> TASK DIRECTIONS
Repeat exactly, and only, the lines from the one containing "# mark a point on every instance of the winglet" through the end of the records.

> DATA SUPPLIED
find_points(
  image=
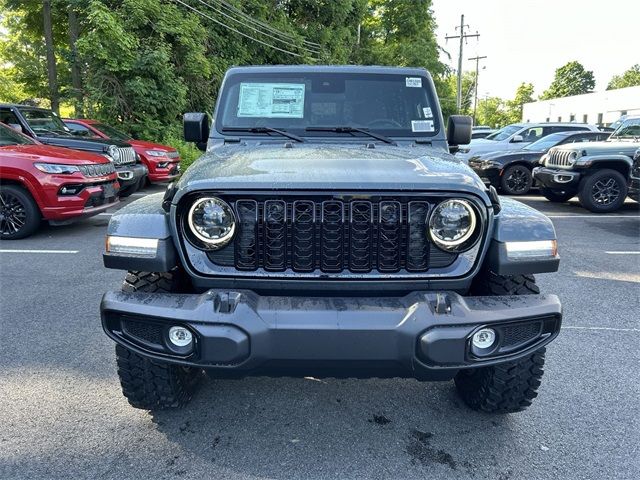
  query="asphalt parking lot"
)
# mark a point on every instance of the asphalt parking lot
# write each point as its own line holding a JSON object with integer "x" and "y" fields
{"x": 64, "y": 417}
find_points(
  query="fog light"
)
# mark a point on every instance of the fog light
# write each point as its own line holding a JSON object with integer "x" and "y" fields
{"x": 180, "y": 336}
{"x": 484, "y": 338}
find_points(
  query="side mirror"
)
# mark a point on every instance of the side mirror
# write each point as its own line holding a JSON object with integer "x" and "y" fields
{"x": 459, "y": 131}
{"x": 196, "y": 127}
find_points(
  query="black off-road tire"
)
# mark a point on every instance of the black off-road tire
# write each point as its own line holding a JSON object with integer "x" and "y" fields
{"x": 504, "y": 388}
{"x": 151, "y": 384}
{"x": 507, "y": 387}
{"x": 516, "y": 180}
{"x": 589, "y": 191}
{"x": 22, "y": 213}
{"x": 557, "y": 196}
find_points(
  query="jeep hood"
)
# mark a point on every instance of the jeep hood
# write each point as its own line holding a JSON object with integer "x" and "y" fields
{"x": 602, "y": 148}
{"x": 329, "y": 167}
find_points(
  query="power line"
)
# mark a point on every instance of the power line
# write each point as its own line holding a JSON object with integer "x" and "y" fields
{"x": 463, "y": 36}
{"x": 255, "y": 21}
{"x": 288, "y": 42}
{"x": 215, "y": 20}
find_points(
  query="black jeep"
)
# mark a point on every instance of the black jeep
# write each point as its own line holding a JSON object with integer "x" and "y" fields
{"x": 328, "y": 231}
{"x": 47, "y": 127}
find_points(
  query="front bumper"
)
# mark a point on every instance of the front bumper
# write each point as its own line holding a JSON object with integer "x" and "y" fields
{"x": 425, "y": 335}
{"x": 557, "y": 178}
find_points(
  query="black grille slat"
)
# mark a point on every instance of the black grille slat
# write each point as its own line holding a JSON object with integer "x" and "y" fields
{"x": 418, "y": 244}
{"x": 332, "y": 237}
{"x": 246, "y": 241}
{"x": 389, "y": 236}
{"x": 275, "y": 235}
{"x": 303, "y": 236}
{"x": 360, "y": 236}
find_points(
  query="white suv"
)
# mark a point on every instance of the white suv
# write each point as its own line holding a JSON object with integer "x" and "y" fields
{"x": 516, "y": 136}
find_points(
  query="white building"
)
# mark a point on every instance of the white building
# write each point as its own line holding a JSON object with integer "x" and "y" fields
{"x": 601, "y": 108}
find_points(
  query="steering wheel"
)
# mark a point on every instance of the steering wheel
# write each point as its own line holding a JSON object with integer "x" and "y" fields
{"x": 384, "y": 122}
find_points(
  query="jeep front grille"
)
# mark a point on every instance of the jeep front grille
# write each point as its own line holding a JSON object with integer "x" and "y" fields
{"x": 560, "y": 158}
{"x": 332, "y": 235}
{"x": 124, "y": 156}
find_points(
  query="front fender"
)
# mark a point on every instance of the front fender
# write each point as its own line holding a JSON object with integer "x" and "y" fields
{"x": 141, "y": 219}
{"x": 519, "y": 223}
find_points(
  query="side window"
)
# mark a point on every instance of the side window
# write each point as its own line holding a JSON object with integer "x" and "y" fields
{"x": 9, "y": 118}
{"x": 532, "y": 134}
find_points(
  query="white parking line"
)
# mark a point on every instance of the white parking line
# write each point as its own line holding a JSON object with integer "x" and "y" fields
{"x": 593, "y": 216}
{"x": 612, "y": 329}
{"x": 37, "y": 251}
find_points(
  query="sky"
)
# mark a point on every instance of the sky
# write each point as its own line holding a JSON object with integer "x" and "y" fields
{"x": 526, "y": 40}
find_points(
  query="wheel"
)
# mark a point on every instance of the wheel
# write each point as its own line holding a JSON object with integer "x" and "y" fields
{"x": 151, "y": 384}
{"x": 516, "y": 180}
{"x": 603, "y": 191}
{"x": 19, "y": 214}
{"x": 506, "y": 387}
{"x": 557, "y": 196}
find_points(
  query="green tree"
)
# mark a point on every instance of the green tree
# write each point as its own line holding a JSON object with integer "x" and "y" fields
{"x": 492, "y": 111}
{"x": 524, "y": 94}
{"x": 630, "y": 78}
{"x": 570, "y": 79}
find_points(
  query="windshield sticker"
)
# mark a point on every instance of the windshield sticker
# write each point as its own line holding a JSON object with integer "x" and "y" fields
{"x": 422, "y": 126}
{"x": 271, "y": 100}
{"x": 415, "y": 82}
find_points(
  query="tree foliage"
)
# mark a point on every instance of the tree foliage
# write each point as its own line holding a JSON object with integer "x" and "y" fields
{"x": 630, "y": 78}
{"x": 570, "y": 79}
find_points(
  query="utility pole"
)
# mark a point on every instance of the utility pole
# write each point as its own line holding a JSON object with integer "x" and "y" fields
{"x": 475, "y": 89}
{"x": 463, "y": 36}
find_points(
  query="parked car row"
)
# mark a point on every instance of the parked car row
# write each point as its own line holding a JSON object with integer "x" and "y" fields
{"x": 49, "y": 171}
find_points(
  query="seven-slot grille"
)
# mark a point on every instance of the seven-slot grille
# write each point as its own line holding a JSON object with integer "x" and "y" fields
{"x": 332, "y": 236}
{"x": 560, "y": 158}
{"x": 97, "y": 170}
{"x": 124, "y": 156}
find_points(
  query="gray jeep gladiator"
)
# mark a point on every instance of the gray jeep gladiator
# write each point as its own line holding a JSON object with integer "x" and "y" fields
{"x": 329, "y": 232}
{"x": 600, "y": 173}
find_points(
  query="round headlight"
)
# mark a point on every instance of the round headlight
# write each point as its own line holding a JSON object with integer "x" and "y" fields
{"x": 452, "y": 225}
{"x": 212, "y": 221}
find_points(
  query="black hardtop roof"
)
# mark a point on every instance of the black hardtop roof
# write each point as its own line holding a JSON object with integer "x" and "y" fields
{"x": 329, "y": 69}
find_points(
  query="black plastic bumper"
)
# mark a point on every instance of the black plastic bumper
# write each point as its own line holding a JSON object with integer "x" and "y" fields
{"x": 556, "y": 178}
{"x": 425, "y": 335}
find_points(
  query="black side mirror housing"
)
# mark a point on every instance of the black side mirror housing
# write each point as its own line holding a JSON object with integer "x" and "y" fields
{"x": 196, "y": 127}
{"x": 459, "y": 131}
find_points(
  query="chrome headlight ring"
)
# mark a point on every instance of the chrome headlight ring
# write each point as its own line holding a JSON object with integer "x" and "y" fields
{"x": 212, "y": 222}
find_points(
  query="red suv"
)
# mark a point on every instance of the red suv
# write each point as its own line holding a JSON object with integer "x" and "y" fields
{"x": 52, "y": 183}
{"x": 162, "y": 161}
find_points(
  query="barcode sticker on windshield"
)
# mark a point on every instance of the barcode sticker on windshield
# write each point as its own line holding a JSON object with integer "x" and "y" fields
{"x": 422, "y": 126}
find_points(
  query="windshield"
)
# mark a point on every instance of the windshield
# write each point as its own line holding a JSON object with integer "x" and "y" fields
{"x": 504, "y": 133}
{"x": 629, "y": 129}
{"x": 8, "y": 136}
{"x": 111, "y": 132}
{"x": 44, "y": 121}
{"x": 546, "y": 143}
{"x": 299, "y": 102}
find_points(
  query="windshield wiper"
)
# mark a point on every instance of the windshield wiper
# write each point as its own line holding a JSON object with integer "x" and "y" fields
{"x": 264, "y": 130}
{"x": 365, "y": 131}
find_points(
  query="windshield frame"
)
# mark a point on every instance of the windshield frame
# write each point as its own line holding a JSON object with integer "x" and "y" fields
{"x": 220, "y": 130}
{"x": 25, "y": 112}
{"x": 20, "y": 138}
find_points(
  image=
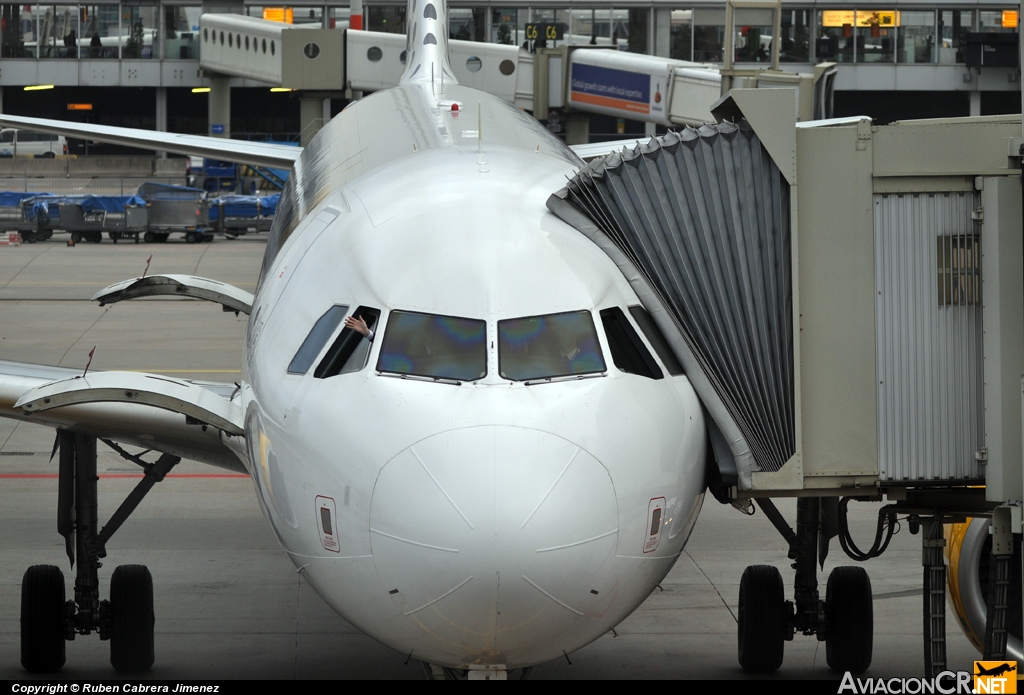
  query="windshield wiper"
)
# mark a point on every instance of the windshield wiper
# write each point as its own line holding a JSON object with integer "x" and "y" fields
{"x": 416, "y": 377}
{"x": 563, "y": 378}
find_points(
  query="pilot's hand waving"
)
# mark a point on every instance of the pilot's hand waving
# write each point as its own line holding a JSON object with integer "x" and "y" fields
{"x": 359, "y": 326}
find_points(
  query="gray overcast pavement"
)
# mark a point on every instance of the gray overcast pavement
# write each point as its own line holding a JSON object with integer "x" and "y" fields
{"x": 228, "y": 602}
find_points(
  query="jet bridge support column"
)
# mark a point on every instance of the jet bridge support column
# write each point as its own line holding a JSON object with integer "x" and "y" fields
{"x": 935, "y": 598}
{"x": 219, "y": 106}
{"x": 806, "y": 581}
{"x": 310, "y": 118}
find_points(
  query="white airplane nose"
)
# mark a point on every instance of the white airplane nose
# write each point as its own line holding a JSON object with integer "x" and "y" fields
{"x": 496, "y": 544}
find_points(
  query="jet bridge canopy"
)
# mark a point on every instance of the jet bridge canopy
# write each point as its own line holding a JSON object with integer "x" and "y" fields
{"x": 700, "y": 223}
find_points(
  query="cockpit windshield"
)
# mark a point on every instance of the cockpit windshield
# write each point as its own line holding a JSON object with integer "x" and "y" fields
{"x": 437, "y": 347}
{"x": 547, "y": 347}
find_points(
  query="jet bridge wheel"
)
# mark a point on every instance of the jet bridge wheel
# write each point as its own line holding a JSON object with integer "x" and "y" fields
{"x": 849, "y": 620}
{"x": 42, "y": 619}
{"x": 131, "y": 618}
{"x": 762, "y": 619}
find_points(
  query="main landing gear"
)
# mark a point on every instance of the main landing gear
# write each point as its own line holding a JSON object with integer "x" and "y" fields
{"x": 48, "y": 620}
{"x": 766, "y": 620}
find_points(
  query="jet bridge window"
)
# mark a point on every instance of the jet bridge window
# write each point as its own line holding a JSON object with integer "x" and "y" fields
{"x": 434, "y": 347}
{"x": 656, "y": 340}
{"x": 314, "y": 342}
{"x": 548, "y": 347}
{"x": 349, "y": 351}
{"x": 960, "y": 269}
{"x": 628, "y": 351}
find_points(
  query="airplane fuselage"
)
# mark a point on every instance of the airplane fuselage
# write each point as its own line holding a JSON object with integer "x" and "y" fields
{"x": 487, "y": 519}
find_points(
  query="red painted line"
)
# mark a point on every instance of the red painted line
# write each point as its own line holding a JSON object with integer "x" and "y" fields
{"x": 47, "y": 476}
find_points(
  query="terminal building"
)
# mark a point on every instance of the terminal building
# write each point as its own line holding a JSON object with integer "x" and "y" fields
{"x": 137, "y": 63}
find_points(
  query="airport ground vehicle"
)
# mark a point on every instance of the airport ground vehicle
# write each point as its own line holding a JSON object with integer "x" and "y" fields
{"x": 23, "y": 142}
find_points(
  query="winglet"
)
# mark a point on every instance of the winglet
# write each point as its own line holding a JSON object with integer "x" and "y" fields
{"x": 426, "y": 43}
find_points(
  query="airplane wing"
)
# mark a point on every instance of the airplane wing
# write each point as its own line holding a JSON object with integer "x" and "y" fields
{"x": 194, "y": 420}
{"x": 257, "y": 154}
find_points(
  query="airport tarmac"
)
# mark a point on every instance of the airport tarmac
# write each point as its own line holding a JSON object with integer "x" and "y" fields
{"x": 229, "y": 603}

> RESPONSE TO THIS EXERCISE
# mark a point on every instance of the winglet
# write each point as its own line holding a JSON object with integer "x" and "y" fields
{"x": 426, "y": 43}
find_points(
  query="airplane wing"
)
# mark a point on every instance of the airplane wing
# write each point as its own line holding a JSON object with integer "x" and "y" fields
{"x": 194, "y": 420}
{"x": 257, "y": 154}
find_points(
  query="airport tarmac"
)
# mark a point on every instance of the airport tarmac
# write each point as its own line holding a JSON object with integer "x" and "y" fields
{"x": 229, "y": 603}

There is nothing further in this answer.